Description of the task » Find the line that contains "Put a point on every instance of the brown" and print it and every line after it, exactly, please.

Location identification items
· · · · · · ·

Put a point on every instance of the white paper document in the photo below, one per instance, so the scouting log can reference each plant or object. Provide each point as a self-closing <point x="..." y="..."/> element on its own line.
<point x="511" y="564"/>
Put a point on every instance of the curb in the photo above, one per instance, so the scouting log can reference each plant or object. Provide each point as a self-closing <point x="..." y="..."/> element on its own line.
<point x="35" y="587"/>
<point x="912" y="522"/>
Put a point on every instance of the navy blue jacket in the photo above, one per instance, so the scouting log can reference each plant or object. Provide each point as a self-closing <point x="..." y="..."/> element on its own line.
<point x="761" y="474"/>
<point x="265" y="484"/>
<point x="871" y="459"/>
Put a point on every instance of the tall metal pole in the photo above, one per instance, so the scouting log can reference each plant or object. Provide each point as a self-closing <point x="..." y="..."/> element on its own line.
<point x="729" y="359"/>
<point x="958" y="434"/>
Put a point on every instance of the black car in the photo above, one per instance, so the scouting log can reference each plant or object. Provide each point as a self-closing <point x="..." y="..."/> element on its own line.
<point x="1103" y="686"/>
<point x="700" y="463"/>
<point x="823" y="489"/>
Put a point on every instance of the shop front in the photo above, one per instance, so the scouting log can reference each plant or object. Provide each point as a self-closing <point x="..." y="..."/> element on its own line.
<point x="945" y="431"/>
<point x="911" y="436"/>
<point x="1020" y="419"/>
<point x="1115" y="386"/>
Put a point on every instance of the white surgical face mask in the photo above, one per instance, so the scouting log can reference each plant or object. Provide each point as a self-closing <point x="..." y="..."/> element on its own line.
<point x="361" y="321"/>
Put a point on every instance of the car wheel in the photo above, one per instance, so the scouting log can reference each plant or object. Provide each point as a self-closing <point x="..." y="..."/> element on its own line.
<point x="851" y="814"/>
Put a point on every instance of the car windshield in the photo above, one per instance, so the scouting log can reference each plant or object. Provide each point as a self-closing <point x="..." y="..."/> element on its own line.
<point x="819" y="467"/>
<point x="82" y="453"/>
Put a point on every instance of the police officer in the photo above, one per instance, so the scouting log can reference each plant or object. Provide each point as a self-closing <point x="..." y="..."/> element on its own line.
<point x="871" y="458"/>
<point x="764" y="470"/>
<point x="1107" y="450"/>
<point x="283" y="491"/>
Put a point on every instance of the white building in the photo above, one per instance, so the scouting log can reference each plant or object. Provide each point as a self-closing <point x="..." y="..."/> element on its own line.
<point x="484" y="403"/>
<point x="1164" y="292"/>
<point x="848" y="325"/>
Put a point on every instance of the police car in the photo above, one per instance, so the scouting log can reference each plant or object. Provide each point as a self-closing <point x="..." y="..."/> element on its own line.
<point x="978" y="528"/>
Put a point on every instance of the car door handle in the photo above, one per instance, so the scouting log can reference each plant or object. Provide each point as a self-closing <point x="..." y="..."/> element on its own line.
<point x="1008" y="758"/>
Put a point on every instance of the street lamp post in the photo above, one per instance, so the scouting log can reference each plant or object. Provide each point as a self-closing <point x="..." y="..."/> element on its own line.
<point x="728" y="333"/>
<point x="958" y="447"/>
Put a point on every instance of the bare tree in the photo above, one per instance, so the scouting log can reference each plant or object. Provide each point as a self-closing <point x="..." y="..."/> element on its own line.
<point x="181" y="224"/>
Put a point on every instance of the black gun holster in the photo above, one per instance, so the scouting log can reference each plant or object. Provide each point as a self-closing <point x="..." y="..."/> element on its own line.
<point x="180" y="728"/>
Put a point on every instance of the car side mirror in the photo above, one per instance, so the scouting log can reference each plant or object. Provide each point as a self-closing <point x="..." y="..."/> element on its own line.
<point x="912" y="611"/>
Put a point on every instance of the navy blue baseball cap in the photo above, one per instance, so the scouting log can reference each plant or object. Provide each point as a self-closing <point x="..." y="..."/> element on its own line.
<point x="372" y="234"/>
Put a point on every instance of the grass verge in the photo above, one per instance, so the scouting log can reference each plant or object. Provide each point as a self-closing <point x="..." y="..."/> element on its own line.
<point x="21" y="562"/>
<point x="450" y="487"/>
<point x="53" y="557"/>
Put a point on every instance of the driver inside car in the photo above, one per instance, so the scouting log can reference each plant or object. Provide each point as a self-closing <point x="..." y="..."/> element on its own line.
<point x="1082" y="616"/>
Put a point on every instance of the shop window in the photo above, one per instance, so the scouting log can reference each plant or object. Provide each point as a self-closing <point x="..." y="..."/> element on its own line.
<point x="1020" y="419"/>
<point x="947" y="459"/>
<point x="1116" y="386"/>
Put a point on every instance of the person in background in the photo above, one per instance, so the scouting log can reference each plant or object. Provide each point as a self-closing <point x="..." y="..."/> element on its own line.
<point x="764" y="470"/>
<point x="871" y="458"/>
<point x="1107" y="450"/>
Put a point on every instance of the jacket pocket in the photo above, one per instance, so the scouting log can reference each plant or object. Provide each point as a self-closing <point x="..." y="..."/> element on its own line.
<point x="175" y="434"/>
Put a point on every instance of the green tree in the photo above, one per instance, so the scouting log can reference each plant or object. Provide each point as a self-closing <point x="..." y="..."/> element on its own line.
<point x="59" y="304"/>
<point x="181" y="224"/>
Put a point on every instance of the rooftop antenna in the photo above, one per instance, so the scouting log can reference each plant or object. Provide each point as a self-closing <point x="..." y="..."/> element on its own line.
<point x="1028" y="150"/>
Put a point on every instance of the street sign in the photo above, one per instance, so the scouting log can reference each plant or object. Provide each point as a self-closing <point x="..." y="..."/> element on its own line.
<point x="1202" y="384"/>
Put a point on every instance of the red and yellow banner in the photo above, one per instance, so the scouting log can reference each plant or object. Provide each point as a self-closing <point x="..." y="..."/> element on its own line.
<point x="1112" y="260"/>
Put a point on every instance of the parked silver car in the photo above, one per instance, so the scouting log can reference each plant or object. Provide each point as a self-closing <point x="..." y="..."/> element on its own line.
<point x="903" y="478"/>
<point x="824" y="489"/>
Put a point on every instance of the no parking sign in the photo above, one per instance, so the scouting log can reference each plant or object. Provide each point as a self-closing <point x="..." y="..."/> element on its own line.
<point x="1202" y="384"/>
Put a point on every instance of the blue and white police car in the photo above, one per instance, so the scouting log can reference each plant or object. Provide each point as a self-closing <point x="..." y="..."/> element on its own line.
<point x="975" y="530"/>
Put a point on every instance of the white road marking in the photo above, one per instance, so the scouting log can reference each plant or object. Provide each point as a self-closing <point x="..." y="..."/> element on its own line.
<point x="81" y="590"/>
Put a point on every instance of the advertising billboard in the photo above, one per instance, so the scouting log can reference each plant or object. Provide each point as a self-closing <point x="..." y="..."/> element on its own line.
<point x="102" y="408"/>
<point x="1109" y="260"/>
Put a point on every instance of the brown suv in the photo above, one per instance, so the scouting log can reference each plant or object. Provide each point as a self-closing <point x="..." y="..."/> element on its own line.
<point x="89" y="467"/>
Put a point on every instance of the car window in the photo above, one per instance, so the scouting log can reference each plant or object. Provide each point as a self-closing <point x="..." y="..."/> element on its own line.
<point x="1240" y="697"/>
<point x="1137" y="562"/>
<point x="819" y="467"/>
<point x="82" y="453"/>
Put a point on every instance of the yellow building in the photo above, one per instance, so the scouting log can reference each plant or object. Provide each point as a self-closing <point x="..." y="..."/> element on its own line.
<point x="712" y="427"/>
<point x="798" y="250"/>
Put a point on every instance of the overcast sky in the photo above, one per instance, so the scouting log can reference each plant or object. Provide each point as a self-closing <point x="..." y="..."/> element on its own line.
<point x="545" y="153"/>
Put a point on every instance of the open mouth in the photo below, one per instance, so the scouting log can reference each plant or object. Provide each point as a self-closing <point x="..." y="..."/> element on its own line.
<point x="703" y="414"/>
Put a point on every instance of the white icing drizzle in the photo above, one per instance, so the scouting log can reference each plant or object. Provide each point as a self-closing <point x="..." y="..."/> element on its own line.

· · · · · · ·

Task output »
Put a point on every instance of the brown suv in the photo above, one per instance, so the scouting log can reference each plant or object. Provide each point as a self-closing <point x="..." y="..."/> element on its own line.
<point x="89" y="467"/>
Put a point on every instance of the car window in the photo above, one per instance, so the scouting log can reference each plant or object. Provide each point as a self-closing <point x="..." y="..."/> element on its own line.
<point x="1240" y="697"/>
<point x="1137" y="562"/>
<point x="819" y="467"/>
<point x="82" y="453"/>
Put a point on every instance of the yellow building in the photo above, one per instance, so the scouting log can reference each plant or object. Provide each point as a self-closing <point x="..." y="..."/> element on its own line.
<point x="712" y="427"/>
<point x="798" y="250"/>
Put a point on every instance of the overcast sky in the photo above, one per instance, so the scouting log can reference each plant or object. Provide each point as a self-closing <point x="..." y="..."/> element on its own line.
<point x="545" y="153"/>
Put a point on every instance of the open mouth in the photo below, one per instance, so the scouting log can reference each plant or object. Provide each point as a self-closing <point x="..." y="..."/> element on its own line.
<point x="703" y="414"/>
Put a point on every instance of the white icing drizzle in the photo above, one per instance, so the scouting log can reference each plant or object. Provide each point as a self-closing <point x="..." y="..."/> element on its own line.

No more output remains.